=== SUPPLIED MATERIAL ===
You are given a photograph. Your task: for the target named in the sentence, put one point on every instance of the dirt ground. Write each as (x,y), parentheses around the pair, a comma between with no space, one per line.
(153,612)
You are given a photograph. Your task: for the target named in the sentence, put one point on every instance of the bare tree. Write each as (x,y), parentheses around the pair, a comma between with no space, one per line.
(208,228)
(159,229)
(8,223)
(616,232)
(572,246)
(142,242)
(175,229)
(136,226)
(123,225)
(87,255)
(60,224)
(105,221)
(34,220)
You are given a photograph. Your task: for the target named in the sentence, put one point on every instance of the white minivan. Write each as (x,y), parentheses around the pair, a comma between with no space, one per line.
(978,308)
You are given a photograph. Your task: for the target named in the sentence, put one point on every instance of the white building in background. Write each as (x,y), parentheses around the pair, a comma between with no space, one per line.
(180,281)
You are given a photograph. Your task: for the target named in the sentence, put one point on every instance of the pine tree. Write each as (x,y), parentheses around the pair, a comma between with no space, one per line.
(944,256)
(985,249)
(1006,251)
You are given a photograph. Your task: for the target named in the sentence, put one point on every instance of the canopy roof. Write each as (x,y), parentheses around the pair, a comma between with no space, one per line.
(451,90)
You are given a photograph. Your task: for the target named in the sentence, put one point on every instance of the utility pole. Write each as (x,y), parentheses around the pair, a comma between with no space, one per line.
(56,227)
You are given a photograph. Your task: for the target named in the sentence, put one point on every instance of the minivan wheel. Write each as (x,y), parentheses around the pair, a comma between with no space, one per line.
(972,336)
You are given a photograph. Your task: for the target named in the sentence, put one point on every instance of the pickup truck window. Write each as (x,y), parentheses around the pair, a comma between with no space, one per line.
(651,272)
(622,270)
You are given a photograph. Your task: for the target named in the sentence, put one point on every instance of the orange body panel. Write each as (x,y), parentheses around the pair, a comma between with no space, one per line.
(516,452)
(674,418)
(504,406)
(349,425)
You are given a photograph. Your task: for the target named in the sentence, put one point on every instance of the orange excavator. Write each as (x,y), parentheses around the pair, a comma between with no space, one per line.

=== ACTION ITEM ===
From the first line to the last, retype the material exactly.

=== ANSWER SPACE ===
You are given a photograph. Your task: for the target named in the sentence, put one point on every instance of the dirt ground. Write each as (x,y), parentheses around the pair, a comma between with no space, one per line.
(153,612)
You are given a photograph. Your task: for the target named in the sentence, put one point on every instance of the bare tree. Write each as (x,y), parentheses around the pair, a comma between with no space, one per line.
(208,228)
(159,229)
(8,223)
(616,232)
(572,246)
(142,242)
(175,229)
(136,226)
(123,225)
(87,255)
(60,224)
(105,221)
(34,220)
You are given a photograph. Your task: for the target named in the sentence, put one point on every instance of the white minivan. Write each as (x,y), parentheses around the pair, a comma between with no space, one per line.
(978,308)
You are given a photograph. Your task: for the target named in the sentence, put one point on every instance of the white building in background. Write each as (x,y), parentheses around the pair, a comma between with no space, one per line.
(180,281)
You are given a photograph. Your task: for the target named in the sentence, put one point on every instance of the pine tree. Write each as (x,y), parentheses around the pair, a comma between with no space, one per line.
(944,256)
(985,249)
(1006,251)
You are given a photograph. Your task: for the target named in the sentence, put one point on every instance of the canopy roof. Write each as (x,y), parentheses around the pair, a comma between with no space, one per line.
(451,90)
You are given a photograph. Your task: for the target named in the sentence, put one point on every instance of the utility pole. Write each as (x,y), parentheses around the pair, a comma between with no space, one per line.
(56,227)
You are given a photograph. Your task: for the target named in the sentence, put one point on every instance of the minivan wheel. Write each as (x,y), parentheses around the pair, a comma between with no space, one per line.
(972,336)
You are given a photograph. Your task: for the target named in the sentence, put one point on every instance of the pickup truck window. Write each as (x,y), parentheses around the pair, a comma between with no space, one per line.
(651,272)
(622,270)
You are given a photograph. Your task: for the target named in the sentence, put one point on every instance of the orange body panel. Write each as (x,y), parentheses around the pair, a comma between with no space, one per line.
(516,452)
(674,418)
(504,406)
(349,425)
You are given a photograph. Your task: for the target named in the sentence, put one point on every instance of the orange excavator. Write each as (x,y), parentheses around the pair, a comma between with no space, one per line.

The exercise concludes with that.